> [Quoted text]:
※
Biography on Tamerlan Tsarnaeva and his embracing of Islam

This a portion of a biography written on the Tsarnaeva brothers by the Boston Globe that you should read in full. It gives a picture of how, mostly Tamerlan, began to embrace Islam more in the last couple of years than in the past and how some of those around him noticed it:

BOSTON GLOBE – In recent years, as discord rippled through their family, both brothers displayed signs of growing extremism.

Maret Tsarnaeva told reporters at a press conference on Friday in Toronto that her nephew Tamerlan recently went from praying no more than once a day to praying five times a day. A neighbor and family friend in Cambridge said Tamerlan became a devout Muslim within the past few years.

“He started talking about religion,” said the family friend, who asked not to be identified. “He grew a long beard.”

The friend said Tamerlan urged him to be more observant, asking, “Why don’t you become a better Muslim? Why don’t you pray, why don’t you do your Islamic duties?”

When the friend joked about the beard, he said, Tamerlan became upset, asking “Why are you making fun of my religion?”

A next-door neighbor on Norfolk Street in Cambridge said he too noticed a change in Tamerlan’s appearance about a year ago when he began wearing long white linen garments. The neighbor, who asked not to be identified, characterized it as a striking change for the once hip-looking, urban young man, but said it only lasted a month.

Online, it appears, Tamerlan toyed with extremism. A YouTube account created in Tamerlan Tsarnaev’s name in August 2012 includes in one playlist a video dedicated to the prophecy of the Black Banners of Khurasan, which is apparently embraced by Islamic extremists.

In another video, featured on a playlist entitled “terrorists,” a speaker holds an assault rifle and wears camouflage fatigues while flanked by armed men wearing masks.

“There will always be a group of people who will stick to the truth, fight for that truth,” the speaker says in Russian with an accent common to the Caucasus region that includes Chechnya. “And those who won’t support them will not win.”

The Globe could not confirm that the user was the same person as the bombing suspect who was killed in a shoot-out.

At the end of 2011, Dzhokhar Tsarnaev contacted Brian Glyn Williams, a history professor at UMass Dartmouth who teaches a course on the history of Chechnya, expressing an interest in learning more about Chechen history.

“He wanted to rediscover his roots and his identity,’’ said Williams.

Williams called Chechnya “probably the most dangerous heart of darkness in the world.’’ The Russians, he said, have fought the Chechens since the 1700s and killed about 200,000 people — one fifth of Chechnya’s population — from 1999 to 2001.

But Christopher Swift, who teaches national security studies at Georgetown University School of Foreign Service and has studied the war in Chechnya for nearly 15 years, said it is unlikely that the Tsarnaev brothers were formally trained by Chechen Islamist militants, whose terrorist activities have always been focused on Russia.

“If there is any connection between these kids and the insurgency there, it will be the first time they have struck a target outside of Russia,” Swift said in an interview.
※
> [Requirements]:
a. Summarize the Boston Globe excerpt in two sentences.
b. Quote the Boston Globe excerpt from "But Christopher Swift, who" up to and including "focused on Russia.".

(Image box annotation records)
※
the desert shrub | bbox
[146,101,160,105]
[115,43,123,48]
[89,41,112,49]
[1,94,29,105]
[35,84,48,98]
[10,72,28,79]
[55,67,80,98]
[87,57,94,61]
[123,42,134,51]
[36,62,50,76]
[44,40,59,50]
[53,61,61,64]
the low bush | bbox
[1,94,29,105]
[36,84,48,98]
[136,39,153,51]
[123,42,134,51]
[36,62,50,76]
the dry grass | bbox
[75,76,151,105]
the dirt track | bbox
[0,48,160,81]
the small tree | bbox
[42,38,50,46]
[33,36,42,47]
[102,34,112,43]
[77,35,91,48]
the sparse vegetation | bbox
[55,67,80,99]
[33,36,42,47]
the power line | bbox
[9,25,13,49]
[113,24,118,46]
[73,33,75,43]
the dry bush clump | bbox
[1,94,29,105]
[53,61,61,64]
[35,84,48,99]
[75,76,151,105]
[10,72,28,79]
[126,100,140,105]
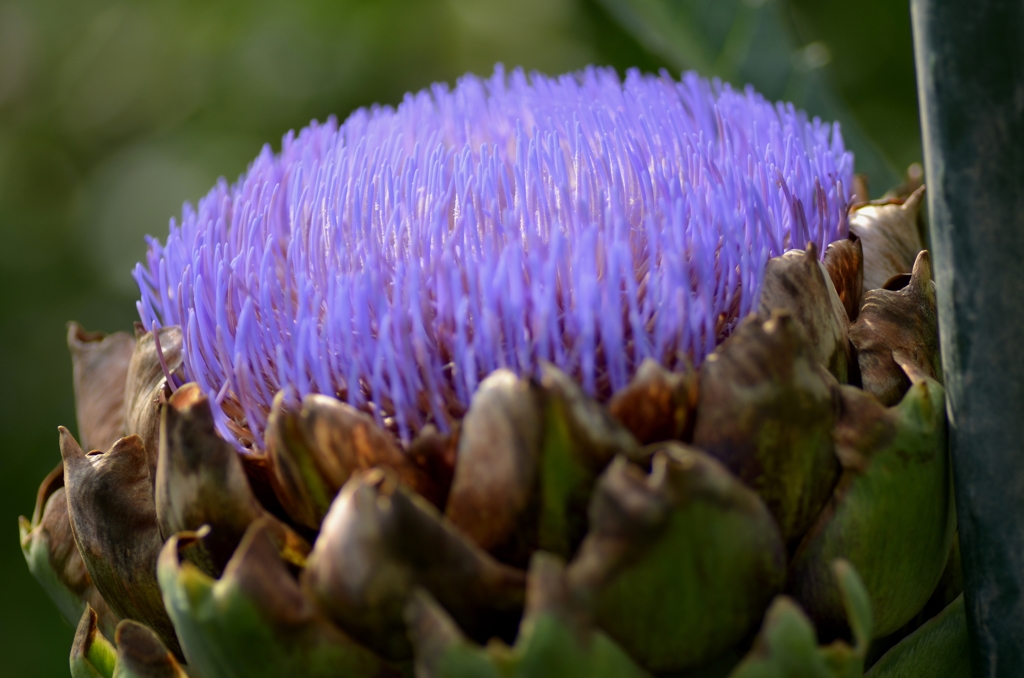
※
> [Answers provided]:
a. His aunt Maret Tsarnaeva, a family friend and a neighbor described Tamerlan Tsarnaev becoming more devout in recent years: he went from praying no more than once a day to five times a day, grew a long beard, and urged the friend to be a better Muslim. A YouTube account in his name included extremist videos, though the Globe could not confirm it was his, and a Georgetown scholar said the brothers were unlikely to have been formally trained by Chechen Islamist militants.

b.
But Christopher Swift, who teaches national security studies at Georgetown University School of Foreign Service and has studied the war in Chechnya for nearly 15 years, said it is unlikely that the Tsarnaev brothers were formally trained by Chechen Islamist militants, whose terrorist activities have always been focused on Russia.